** start of Material supplied **

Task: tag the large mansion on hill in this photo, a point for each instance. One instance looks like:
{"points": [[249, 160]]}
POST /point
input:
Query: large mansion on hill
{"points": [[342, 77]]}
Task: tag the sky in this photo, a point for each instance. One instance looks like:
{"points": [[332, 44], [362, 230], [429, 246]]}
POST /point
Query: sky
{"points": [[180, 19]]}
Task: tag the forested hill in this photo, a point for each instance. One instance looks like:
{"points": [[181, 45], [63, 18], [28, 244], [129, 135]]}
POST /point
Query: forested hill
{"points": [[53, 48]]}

** end of Material supplied **
** start of Material supplied **

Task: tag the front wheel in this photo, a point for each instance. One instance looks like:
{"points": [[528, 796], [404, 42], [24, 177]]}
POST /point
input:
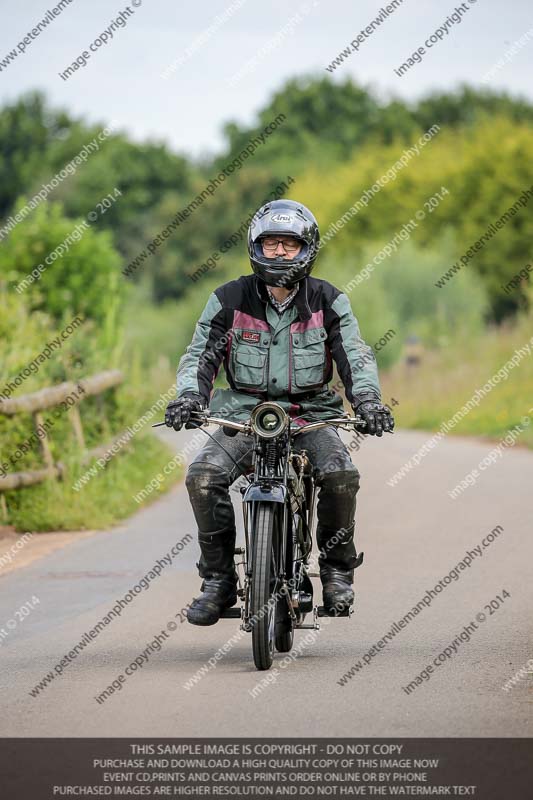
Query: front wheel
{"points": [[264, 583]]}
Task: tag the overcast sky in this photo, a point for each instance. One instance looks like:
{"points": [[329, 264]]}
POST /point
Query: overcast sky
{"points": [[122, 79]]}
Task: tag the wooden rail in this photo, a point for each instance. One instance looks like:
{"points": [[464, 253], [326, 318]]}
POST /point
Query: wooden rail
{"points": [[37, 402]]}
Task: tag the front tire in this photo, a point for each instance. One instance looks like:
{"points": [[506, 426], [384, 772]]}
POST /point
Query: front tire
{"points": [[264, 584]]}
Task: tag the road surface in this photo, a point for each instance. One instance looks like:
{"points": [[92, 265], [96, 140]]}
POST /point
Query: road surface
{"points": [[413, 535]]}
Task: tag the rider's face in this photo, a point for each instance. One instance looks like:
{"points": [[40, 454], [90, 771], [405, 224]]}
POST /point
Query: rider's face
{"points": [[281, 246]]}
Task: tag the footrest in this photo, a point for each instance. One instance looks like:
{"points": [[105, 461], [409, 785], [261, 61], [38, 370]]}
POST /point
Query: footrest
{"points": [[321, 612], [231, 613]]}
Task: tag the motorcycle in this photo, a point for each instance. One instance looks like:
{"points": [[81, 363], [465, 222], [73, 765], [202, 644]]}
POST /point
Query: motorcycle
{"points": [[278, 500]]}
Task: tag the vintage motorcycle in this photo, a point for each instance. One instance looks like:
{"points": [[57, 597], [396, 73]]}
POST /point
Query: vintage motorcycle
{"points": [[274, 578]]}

** end of Material supplied **
** start of Material supplied **

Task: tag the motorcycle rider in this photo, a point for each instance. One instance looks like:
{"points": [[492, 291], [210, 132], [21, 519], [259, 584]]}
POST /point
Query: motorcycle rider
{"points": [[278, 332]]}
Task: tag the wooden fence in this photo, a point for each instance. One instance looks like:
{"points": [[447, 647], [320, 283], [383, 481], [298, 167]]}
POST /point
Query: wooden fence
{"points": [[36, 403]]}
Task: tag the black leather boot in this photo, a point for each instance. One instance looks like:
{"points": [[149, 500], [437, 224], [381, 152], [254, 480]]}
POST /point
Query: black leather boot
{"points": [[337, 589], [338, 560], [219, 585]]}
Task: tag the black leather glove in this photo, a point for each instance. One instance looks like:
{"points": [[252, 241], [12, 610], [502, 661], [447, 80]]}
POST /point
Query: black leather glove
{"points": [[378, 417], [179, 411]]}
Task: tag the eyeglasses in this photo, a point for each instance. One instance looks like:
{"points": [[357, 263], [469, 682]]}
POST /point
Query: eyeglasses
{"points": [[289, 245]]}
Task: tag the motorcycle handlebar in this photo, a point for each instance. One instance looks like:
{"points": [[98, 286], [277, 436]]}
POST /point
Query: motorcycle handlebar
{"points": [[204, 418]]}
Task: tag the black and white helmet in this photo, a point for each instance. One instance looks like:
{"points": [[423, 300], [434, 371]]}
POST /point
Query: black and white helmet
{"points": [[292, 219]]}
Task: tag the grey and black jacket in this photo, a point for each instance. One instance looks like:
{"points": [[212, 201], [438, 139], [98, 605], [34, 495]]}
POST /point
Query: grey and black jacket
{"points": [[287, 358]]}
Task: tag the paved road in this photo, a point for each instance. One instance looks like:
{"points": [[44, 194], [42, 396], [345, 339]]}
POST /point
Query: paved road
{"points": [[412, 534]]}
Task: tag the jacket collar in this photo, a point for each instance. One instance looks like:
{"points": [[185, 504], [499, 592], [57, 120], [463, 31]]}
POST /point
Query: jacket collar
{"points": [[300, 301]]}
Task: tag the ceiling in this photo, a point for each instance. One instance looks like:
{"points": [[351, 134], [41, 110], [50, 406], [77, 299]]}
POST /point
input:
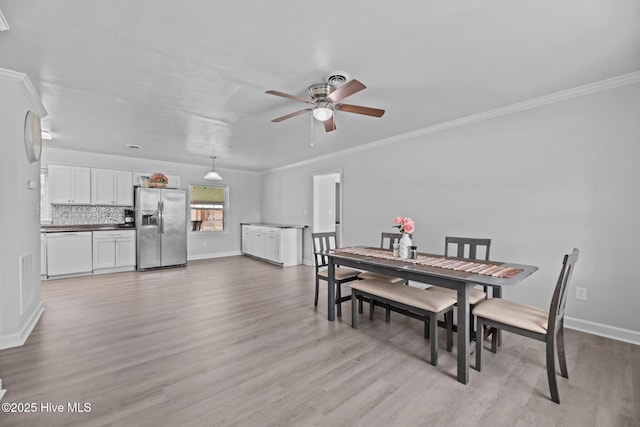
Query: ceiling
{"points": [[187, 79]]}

** end of Material supplied **

Your goal: Count the lines of the material above that contain the string "large". Reply with the number alone.

Solution to the problem: 2